Work order 1 => In the RTSS post below, what is the default minimum refresh period for the On-Screen Display renderer?
Work order 2 => For each statement, say whether it agrees with the RTSS post below, and quote the words that decide it. (a) The GPU copy based Vector2D rendering mode is enabled on AMD hardware. (b) The framerate limit can be set as a target frametime with 1 microsecond precision. (c) The pure Direct3D12 On-Screen Display renderer is currently used in several games.
━━ Supplied text
Thanks to my own suggestion to their team --
RTSS now has a new automatic Low-Lag VSYNC ON mode.
It supports beam-raced page flips now (VBI racing), producing what may be the lowest possible VSYNC ON input lag -- without additional programmer work to reduce input lag further in the gaming software.
(Original ChangeLog: https://forums.guru3d.com/threads/rtss- ... st-5549072 ...)
New feature highlighted in blue.
Unwinder, post: 5550748, member: 30019 wrote:RTSS 7.2.0 beta 1 is online:
http://www.guru3d.com/files-details/rts ... nload.html
· Added On-Screen Display performance profiler. Power users may enable it to measure and visualize CPU and GPU performance overhead added by On-Screen Display rendering. Two performance profiling modes are available:
o Compact mode provides basic and the most important CPU prepare (On-Screen Display hypertext formatting, parsing and tessellation), CPU rendering and total CPU times, as well as GPU rendering time (currently supported for Direct3D9+ and OpenGL applications only)
o Full mode provides additional and more detailed per-stage CPU times
· Improved built-in framerate limiter:
o Added power user oriented profile setting, allowing you to specify the limit directly as a target frametime with 1 microsecond precision
o Added power user oriented profile setting, allowing you to adjust throttle time. Throttle time adjustment is aimed to reduce input lag when framerate is below the target limit or without limiting the framerate
o Added power user oriented profile setting, allowing you to synchronize framerate to up to two independent scanline indices per refresh interval. Combining with user configurable scanline wait timeout, those settings provide experienced users low input lag adaptive VSync or FastSync functionality on any hardware
· Various On-Screen Display optimizations and improvements:
o Added adjustable minimum refresh period for On-Screen Display renderer. The period is set to 10 milliseconds by default, so now the On-Screen Display is not allowed to be refreshed more frequently than 100 times per second. Such implementation allows keeping smooth animation when On-Screen Display contents are being updated on each frame (e.g. when displaying realtime frametime graph) without wasting too much CPU time on it
o Added alternate GPU copy based Vector2D On-Screen Display rendering mode implementation for Direct3D1x applications. New mode provides up to 5x Vector2D performance improvement on NVIDIA graphics cards, however it is disabled on AMD hardware due to slow implementation of CopySubresourceRegion in AMD display drivers
o Vector2D rendering mode is now forcibly disabled in Vulkan applications on AMD graphics cards due to insanely slow implementation of vkCmdClearAttachments in AMD display drivers
o Revamped geometry batching and vertex buffer usage strategy in pure Direct3D12 On-Screen Display renderer (currently used in Halo Wars 2 only)
━━━━
━━ Records shown
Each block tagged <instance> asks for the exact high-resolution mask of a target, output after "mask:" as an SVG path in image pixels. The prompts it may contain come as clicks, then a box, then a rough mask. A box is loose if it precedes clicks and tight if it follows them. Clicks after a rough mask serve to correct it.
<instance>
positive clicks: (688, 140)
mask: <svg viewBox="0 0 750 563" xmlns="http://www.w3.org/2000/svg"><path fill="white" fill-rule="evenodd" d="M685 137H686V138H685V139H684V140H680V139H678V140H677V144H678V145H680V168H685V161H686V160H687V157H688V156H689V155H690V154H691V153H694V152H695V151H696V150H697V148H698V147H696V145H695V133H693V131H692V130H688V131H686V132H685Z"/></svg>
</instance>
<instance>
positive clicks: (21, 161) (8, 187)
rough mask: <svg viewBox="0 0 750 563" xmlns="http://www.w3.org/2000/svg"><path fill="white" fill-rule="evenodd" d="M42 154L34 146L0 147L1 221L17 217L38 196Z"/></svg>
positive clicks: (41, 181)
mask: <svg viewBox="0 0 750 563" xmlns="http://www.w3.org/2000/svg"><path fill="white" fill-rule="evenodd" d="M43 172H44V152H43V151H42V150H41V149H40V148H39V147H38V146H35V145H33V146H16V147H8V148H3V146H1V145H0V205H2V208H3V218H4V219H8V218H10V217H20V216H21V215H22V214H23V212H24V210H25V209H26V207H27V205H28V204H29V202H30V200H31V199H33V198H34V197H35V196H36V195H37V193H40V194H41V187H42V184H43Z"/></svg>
━━━━
Worked solution 1 => 10 milliseconds.

Worked solution 2 =>
(a) No: "however it is disabled on AMD hardware due to slow implementation of CopySubresourceRegion in AMD display drivers"
(b) Yes: "allowing you to specify the limit directly as a target frametime with 1 microsecond precision"
(c) No: "(currently used in Halo Wars 2 only)"